● **Given text**:

- - -

Refactoring Terraform#

Terraform configurations grow organically. A project starts with 10 resources in one directory. Six months later it has 80 resources, 3 levels of modules, and a state file that takes 2 minutes to plan. Changes feel risky because everything is interconnected. New team members (or agents) cannot understand the structure without reading every file.

Refactoring addresses this — but Terraform refactoring is harder than code refactoring because the state file maps resource addresses to real infrastructure. Rename a resource and Terraform thinks you want to destroy the old one and create a new one. Move a resource into a module and Terraform plans to recreate it. Every structural change requires corresponding state manipulation.

When to Refactor#

Signals That Refactoring Is Needed#

Signal What It Means Severity
terraform plan takes > 60 seconds State file is too large; refreshing all resources is slow Moderate
terraform state list shows > 50 resources Single state file covers too much; blast radius is everything High
Module nesting is 3+ levels deep Agent/human context cost for understanding is too high Moderate
Two teams need to modify the same directory State lock conflicts block parallel work High
A change to networking requires re-planning the database Unrelated concerns share state, creating coupling High
Adding a new environment means duplicating 500 lines No reusable structure; environments diverge over time Moderate
variables.tf has 40+ variables Module interface is too broad; doing too many things Moderate

When NOT to Refactor#

  • The configuration is small (< 30 resources) and stable — refactoring adds complexity without benefit
  • You are about to make a time-sensitive change — refactor after, not during
  • The only complaint is “it is not DRY” — DRY is not a goal in infrastructure code, maintainability is
  • You are the only person working on it and the structure works for you

Strategy 1: State Decomposition (Splitting a Monolith)#

The most impactful refactoring: splitting one state file into multiple independent root modules.

- - -

● **Material shown**:
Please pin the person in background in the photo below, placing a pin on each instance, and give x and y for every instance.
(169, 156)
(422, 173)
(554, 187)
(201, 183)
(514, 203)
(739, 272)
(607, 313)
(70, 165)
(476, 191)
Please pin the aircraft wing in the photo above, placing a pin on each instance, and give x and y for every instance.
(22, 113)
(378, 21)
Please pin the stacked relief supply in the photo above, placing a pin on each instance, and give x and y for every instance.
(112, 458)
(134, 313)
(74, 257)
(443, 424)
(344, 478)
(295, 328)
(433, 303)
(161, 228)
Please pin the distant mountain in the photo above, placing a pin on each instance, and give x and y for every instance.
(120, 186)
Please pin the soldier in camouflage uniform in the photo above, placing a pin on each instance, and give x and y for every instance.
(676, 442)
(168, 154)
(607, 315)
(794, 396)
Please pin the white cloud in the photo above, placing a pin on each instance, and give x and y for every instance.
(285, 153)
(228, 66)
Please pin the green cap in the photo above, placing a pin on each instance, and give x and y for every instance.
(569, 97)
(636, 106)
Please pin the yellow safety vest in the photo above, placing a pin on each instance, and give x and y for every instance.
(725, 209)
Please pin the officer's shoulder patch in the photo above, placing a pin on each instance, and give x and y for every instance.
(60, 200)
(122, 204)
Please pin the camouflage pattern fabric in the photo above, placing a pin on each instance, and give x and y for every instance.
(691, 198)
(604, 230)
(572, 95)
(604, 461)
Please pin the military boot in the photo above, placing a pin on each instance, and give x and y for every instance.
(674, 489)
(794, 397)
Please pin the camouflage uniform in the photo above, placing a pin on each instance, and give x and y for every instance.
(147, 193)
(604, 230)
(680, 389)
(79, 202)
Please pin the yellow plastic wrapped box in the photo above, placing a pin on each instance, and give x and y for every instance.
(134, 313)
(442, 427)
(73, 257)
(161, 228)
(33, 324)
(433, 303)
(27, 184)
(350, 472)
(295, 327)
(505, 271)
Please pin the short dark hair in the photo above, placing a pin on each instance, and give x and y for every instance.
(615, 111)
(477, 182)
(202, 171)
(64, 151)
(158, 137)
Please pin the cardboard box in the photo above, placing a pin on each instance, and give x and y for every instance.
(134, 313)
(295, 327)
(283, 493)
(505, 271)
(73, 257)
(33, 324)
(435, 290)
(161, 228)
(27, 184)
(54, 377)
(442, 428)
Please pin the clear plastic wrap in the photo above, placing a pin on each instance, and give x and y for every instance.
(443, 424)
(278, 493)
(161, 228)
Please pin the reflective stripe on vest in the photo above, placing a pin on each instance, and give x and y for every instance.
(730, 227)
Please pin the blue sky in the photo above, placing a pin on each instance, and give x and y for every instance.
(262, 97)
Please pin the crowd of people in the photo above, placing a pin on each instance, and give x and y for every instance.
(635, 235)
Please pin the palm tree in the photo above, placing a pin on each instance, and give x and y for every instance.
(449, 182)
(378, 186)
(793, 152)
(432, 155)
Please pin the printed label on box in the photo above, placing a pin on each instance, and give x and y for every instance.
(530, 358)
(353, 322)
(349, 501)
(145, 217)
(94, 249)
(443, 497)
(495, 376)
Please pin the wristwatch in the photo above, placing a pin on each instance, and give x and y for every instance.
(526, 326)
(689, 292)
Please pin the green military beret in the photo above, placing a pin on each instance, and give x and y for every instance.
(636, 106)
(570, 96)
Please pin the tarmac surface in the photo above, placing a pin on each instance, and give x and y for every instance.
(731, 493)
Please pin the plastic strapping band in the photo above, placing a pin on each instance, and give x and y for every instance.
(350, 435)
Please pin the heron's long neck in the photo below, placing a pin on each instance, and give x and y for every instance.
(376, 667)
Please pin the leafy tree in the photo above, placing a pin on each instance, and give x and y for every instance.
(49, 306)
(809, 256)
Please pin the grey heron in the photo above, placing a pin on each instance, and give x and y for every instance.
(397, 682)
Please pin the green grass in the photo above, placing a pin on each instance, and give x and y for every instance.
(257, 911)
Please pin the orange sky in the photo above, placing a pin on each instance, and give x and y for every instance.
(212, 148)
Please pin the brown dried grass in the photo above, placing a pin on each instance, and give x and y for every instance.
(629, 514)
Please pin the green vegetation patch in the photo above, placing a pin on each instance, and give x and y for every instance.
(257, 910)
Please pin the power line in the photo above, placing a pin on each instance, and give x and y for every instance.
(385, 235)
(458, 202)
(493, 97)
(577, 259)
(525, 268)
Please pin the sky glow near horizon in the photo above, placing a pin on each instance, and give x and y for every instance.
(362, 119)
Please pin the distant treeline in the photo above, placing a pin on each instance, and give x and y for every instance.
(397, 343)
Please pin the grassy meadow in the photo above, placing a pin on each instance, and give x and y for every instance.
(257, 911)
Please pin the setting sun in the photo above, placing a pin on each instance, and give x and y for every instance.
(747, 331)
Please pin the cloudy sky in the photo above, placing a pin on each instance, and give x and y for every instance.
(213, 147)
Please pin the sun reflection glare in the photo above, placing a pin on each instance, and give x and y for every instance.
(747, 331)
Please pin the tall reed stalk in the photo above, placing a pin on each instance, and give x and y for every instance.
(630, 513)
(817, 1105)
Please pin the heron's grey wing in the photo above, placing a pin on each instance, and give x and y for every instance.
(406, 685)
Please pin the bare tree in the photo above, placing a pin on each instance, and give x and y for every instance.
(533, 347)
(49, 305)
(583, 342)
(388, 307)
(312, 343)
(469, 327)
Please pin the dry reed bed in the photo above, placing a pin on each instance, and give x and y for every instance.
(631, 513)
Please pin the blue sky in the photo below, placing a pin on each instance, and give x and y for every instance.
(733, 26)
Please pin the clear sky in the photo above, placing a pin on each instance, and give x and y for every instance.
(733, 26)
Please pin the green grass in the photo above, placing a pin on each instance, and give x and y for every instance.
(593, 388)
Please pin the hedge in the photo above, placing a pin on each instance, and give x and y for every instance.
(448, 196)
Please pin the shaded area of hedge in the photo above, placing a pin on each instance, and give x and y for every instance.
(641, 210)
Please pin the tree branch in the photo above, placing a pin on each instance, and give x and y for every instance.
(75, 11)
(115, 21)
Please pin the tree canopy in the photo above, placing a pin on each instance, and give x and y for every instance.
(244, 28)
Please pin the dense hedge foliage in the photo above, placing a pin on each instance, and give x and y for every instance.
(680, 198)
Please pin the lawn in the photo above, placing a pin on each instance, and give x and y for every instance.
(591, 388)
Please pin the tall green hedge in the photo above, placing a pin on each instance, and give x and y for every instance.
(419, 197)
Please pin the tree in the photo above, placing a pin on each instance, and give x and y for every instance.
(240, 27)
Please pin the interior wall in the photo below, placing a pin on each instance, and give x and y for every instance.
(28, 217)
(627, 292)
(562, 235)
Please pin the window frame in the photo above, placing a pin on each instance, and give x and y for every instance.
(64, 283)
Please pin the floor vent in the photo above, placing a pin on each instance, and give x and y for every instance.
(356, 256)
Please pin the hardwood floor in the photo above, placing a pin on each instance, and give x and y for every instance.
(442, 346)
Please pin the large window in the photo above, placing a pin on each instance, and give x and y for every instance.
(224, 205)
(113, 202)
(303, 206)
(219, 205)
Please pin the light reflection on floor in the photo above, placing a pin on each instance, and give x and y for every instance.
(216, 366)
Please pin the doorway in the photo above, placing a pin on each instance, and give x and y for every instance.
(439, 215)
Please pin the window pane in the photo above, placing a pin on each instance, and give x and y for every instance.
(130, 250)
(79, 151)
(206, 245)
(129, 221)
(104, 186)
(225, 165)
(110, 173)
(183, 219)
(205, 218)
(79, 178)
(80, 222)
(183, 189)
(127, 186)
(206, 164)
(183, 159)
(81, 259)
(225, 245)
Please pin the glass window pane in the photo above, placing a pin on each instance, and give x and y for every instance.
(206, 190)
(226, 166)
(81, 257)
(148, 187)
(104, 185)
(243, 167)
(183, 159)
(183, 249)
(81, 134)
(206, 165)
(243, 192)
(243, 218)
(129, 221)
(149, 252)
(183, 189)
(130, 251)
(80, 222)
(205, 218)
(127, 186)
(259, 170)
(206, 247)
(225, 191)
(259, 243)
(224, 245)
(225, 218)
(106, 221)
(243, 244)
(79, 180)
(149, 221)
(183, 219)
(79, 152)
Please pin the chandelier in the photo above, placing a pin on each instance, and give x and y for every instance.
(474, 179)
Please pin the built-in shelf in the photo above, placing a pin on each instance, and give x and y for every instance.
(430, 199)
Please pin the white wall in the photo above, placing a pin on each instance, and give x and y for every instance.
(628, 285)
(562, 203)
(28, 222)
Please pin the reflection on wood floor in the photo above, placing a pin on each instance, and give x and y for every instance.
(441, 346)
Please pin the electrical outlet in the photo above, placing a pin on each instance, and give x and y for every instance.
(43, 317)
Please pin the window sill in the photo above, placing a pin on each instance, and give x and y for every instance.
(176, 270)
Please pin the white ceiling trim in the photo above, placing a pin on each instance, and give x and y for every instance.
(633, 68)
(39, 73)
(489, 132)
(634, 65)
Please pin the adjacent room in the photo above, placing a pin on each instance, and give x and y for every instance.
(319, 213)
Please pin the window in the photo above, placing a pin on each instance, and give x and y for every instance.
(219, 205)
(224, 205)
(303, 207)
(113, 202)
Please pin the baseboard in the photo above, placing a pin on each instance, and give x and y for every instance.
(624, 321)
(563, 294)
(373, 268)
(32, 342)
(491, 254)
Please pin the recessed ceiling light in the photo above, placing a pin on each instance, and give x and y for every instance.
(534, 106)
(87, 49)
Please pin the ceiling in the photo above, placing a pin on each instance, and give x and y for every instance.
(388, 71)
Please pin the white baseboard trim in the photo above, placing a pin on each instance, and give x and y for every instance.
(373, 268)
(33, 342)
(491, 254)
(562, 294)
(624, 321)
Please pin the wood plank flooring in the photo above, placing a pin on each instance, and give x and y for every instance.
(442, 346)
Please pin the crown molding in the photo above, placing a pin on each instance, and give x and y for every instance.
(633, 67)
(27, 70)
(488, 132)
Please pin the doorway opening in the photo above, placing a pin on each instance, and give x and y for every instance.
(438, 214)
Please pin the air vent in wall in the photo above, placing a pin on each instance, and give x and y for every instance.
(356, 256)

- - -

● **To be done**:
A. In the Terraform refactoring text, what severity is given for the signal that two teams need to modify the same directory?
B. From the Terraform refactoring text, extract the stretch from "Refactoring addresses this" through "corresponding state manipulation.", word for word.

● **Solutions by task**:
A. High

B.
Refactoring addresses this — but Terraform refactoring is harder than code refactoring because the state file maps resource addresses to real infrastructure. Rename a resource and Terraform thinks you want to destroy the old one and create a new one. Move a resource into a module and Terraform plans to recreate it. Every structural change requires corresponding state manipulation.